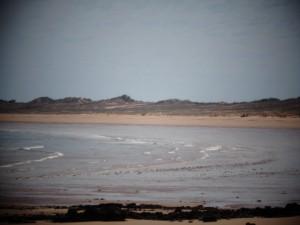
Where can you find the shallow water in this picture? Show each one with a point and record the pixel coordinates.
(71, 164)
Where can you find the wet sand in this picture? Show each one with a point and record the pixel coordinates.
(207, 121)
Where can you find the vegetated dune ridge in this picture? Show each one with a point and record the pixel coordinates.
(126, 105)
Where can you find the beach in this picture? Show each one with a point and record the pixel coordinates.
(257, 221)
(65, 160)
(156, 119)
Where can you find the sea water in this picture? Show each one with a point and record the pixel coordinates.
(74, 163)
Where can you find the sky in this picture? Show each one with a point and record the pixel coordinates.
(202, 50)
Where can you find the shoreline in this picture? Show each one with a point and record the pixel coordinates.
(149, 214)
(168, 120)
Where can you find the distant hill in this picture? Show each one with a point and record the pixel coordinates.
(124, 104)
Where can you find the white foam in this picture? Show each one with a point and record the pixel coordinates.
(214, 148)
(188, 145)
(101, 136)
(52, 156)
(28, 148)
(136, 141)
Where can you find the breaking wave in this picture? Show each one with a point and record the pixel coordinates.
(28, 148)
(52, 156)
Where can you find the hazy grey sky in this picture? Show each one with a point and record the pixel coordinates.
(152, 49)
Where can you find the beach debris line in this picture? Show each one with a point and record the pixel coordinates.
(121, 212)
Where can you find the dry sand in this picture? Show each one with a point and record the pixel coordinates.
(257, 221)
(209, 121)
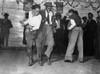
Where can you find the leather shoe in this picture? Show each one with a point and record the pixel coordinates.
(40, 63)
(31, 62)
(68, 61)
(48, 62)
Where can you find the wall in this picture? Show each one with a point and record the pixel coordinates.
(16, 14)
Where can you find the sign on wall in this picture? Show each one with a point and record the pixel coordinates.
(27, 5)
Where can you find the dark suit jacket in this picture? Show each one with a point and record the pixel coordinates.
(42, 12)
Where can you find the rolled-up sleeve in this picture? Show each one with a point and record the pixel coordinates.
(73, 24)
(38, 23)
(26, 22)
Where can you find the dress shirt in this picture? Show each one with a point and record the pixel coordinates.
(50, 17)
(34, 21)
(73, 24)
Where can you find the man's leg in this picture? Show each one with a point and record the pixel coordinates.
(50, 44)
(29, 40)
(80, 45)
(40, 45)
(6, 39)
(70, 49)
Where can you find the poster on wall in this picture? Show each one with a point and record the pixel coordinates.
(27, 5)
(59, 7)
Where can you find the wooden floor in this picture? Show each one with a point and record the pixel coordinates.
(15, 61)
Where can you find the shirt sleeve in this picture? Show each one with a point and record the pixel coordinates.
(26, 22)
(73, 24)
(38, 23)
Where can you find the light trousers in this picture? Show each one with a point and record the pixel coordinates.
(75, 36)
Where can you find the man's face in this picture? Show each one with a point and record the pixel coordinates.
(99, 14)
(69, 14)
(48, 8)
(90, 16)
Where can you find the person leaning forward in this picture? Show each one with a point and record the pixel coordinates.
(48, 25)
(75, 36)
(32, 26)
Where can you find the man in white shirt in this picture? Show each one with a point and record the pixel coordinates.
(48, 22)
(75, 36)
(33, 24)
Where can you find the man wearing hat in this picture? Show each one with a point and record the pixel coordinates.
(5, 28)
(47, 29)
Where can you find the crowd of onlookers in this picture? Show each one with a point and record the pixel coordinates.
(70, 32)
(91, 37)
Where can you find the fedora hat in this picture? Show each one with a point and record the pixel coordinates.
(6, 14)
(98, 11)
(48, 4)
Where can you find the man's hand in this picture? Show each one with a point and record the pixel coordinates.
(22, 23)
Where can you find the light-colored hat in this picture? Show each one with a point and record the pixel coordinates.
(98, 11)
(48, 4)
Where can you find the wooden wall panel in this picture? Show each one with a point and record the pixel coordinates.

====

Work order: I'd like the entries above repeated exactly, but without any of their pictures.

Exercise response:
Where can you find the shallow water in this picture? Show each one with a point and record the pixel coordinates.
(71, 164)
Where can you find the wet sand in this picture? Show each one with a point and record the pixel coordinates.
(207, 121)
Where can you find the vegetated dune ridge in this picture? Show each one with a point and record the pixel coordinates.
(126, 105)
Where can you find the beach in this picture? Show each one with a point and record the pixel coordinates.
(257, 221)
(65, 160)
(156, 119)
Where can you find the sea water in this picture? Show each one with a point and record the pixel coordinates.
(74, 163)
Where can you find the sky in this picture? Show each one with a point and record the pixel coordinates.
(202, 50)
Where can you find the shoreline in this picture? Show each one with a point and record the pixel coordinates.
(149, 214)
(168, 120)
Where can you find the distant hill in this picture? Show each one with a point and record the pixel coordinates.
(124, 104)
Where can you find the white foam in this picture? Show each one with a point and record the pixel coordinates.
(214, 148)
(188, 145)
(101, 136)
(52, 156)
(28, 148)
(136, 141)
Where can you find the breaking wave in this picture? Show each one with a point and record the pixel coordinates.
(28, 148)
(52, 156)
Where can you find the hazy grey sky in this picture? Show each one with a point and record the pixel coordinates.
(152, 49)
Where can you find the beach debris line in this picture? Show each one with a point and record the pixel coordinates.
(121, 212)
Where can you find the dry sand in this picture? Show each one with a point and record the pixel coordinates.
(257, 221)
(209, 121)
Where can you find the leather shoe in this picture? Show each one with a point and record the pixel coordinates.
(40, 63)
(31, 62)
(68, 61)
(48, 62)
Where can you find the wall in this picture? Show each one with a point and record the pixel coordinates.
(16, 14)
Where can you find the sign on wall in this picture? Show each one with a point and record the pixel coordinates.
(27, 5)
Where can you find the dark suit jacket in this picture? Show each one with a point and record the pixel coordinates.
(42, 12)
Where can you find the rolled-up sleeve in this picture? Show each one with a point and record the pixel coordinates.
(73, 24)
(38, 23)
(26, 22)
Where can you find the dress shirt in this picture? Show each one with a point and record the pixel coordinates.
(50, 17)
(34, 21)
(73, 24)
Where can you find the man's leg in this picture? Show each one with a point and record the pixel coordinates.
(50, 44)
(29, 40)
(80, 45)
(40, 45)
(6, 39)
(70, 49)
Where can you find the poster on wall in this picture? Show each one with a point and record the pixel coordinates.
(27, 5)
(59, 7)
Where can you find the wooden floor in this picture? Show each one with a point and record the pixel coordinates.
(15, 61)
Where can you find the shirt sleeve in this picture? Show each one with a point and record the pixel coordinates.
(26, 22)
(73, 24)
(38, 23)
Where can you find the light trousers in this picture? Show each one with a point and record the pixel coordinates.
(75, 36)
Where can you find the man's face in this picture? Show each one with a point and record the pixel coordinates.
(99, 14)
(69, 14)
(48, 8)
(90, 16)
Where can you find the person leaning forward in this picture? Show each one with a point and record the pixel coordinates.
(48, 25)
(75, 36)
(32, 26)
Where can you find the man in white shirt in this picture? Show each one with a point and record the pixel coordinates.
(48, 22)
(75, 36)
(33, 24)
Where can you find the man wearing hat in this picture? Show each one with a point and record the pixel coordinates.
(5, 28)
(47, 29)
Where can you find the crowd of onlookers in this picture? Show each one with a point and record the pixel coordinates.
(70, 32)
(91, 37)
Where can you find the fedora hat in this picture? Show each one with a point and record the pixel coordinates.
(6, 14)
(98, 11)
(48, 4)
Where can you find the man's hand in this picture? Show each one with a point and record the pixel coordinates.
(22, 23)
Where can you find the light-colored hat in this picture? Show each one with a point and record the pixel coordinates.
(98, 11)
(48, 4)
Where can you find the wooden wall panel in this picture? Show each one with a point and record the pixel coordinates.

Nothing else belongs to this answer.